#### [Исходный текст]

● ● ● ●

И постепенно моя сердечная рана затянулась. Козаков не звонил, и я его от себя отпустила. По крайней мере так казалось...
У меня даже появился молодой человек. С Димой мы познакомились в компании. Не скажу, что с моей стороны это была любовь с первого взгляда. Скорее я уступила его чувству. Когда тебя любят, это сильно подкупает.
Мы сняли квартиру и стали жить вместе. Про мою историю с Козаковым Дима знал, но как-то никогда не выражал своего однозначного к ней отношения. Ну было и было. Вот если бы он хоть раз стукнул кулаком по столу и потребовал, чтобы я раз и навсегда выкинула из головы все эти глупости, возможно, моя жизнь сложилась бы совсем иначе. Но Дима кулаком не стукнул. Он все предоставил решать мне самой...
Однажды в нашей квартире раздался телефонный звонок: «Кусенька, это я...»
У меня мгновенно ладошки вспотели: «Привет...» — «А знаешь, я ведь с Анной развелся... Мы решили: так будет лучше... Сколько можно было терпеть этот постоянный контроль? Это не по мне... Да, так ты можешь приехать?..»
— И вы опять рванули в Москву? По первому его зову?
— Наверное, если бы меня сильнее держали в Нижнем Новгороде, я бы не рванула. Но нити, связывающие меня с Димой, были слабы. Мы то мирились, то ссорились, то сходились, то расставались... Он вместо того, чтобы сражаться за любимую женщину, прятал голову в песок: «Ты должна сама принять решение, сделать выбор...»
Ну, вот я и приняла решение...
…В этот раз в Москве у меня были уже совсем другие ощущения — будто крылья расправились. Все-таки когда мужчина свободен и не надо оглядываться по сторонам (хотя, что греха таить, и в предыдущий мой приезд Козаков не очень оглядывался), это меняет дело.
Мы поселились в квартире Козакова, и я, вот удивительно, не испытывала никакой неловкости от того, что оказалась с Михаилом Михайловичем в одном пространстве. Будто бы оказалась на своем месте в его небольшой студии. Будто была здесь всегда...
Близился Новый год. Это был первый праздник, который мы с Козаковым отметили вместе. Тогда еще к нам в гости пришел его сын Кирилл с женой Машей, еще двое моих друзей...

● ● ● ●

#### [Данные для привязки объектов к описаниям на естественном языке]
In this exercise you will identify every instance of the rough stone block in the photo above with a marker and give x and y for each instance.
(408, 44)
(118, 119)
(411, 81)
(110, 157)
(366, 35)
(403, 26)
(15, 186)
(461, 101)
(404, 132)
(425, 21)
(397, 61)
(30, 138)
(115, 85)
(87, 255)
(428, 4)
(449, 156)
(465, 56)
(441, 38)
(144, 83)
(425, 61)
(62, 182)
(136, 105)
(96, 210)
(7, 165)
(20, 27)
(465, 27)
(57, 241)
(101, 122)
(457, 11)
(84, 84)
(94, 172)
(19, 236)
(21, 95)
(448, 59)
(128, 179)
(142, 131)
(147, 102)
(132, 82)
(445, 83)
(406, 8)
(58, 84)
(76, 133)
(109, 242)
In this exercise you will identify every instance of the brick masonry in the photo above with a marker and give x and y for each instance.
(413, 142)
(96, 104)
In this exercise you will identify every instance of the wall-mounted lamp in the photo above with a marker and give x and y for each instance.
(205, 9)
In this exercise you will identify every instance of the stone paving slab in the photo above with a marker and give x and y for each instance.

● ● ● ●

#### [Задание]
Продолжите рассказ о возвращении в Москву к Козакову, начав сразу после его последнего предложения.

#### [Поле ответа]
Все было очень по-домашнему. И когда я думала о том, что надо возвращаться в Нижний, чтобы сдать сессию, на душе начинали скрести кошки. Так не хотелось! Но Козаков меня успокаивал: «Вот сдашь экзамены и вернешься, времени-то пройдет — всего ничего. А потом останешься тут со мной, будем вместе жить».
И я уехала. Козаков поначалу бодро звонил, потом все реже и реже... Один раз позвонил в абсолютном ужасе: «Ты представляешь, Аня увезла детей в Израиль! Навечно! Я же их теперь не буду видеть! Они вырастут без меня!»
А потом Козаков как-то совсем пропал. Я проклинала на чем свет и институт, и экзамены, и себя... Думала: вероятно, он там в Москве просто занят, у него спектакли. А когда он готовится, весь мир не существует.
Он позвонит. Обязательно позвонит. Он ведь позвал меня к себе. Это что-то да значит...
В общем, я сутками гипнотизировала телефон. А звонил только Дима. Мой верный Дима... Мы с ним, кстати, даже после всего случившегося остались друзьями. Он пытался как-то меня встряхнуть, но советы из разряда «выкинь из головы эту чепуху» почему-то не действовали. Козаков как будто привязал меня к себе. Я была как собачка: позвали — прибежала. И ждала, дни и ночи ждала, когда же он снова позовет. Не зря любовь болезнью называют... У меня налицо были все признаки умственного помешательства.
…Когда Козаков не позвонил ни в первую, ни во вторую, ни в третью неделю, стало понятно: в Москву мне возвращаться незачем. Никто меня там не ждет. Но я еще верила в чудо. Ведь все было хорошо!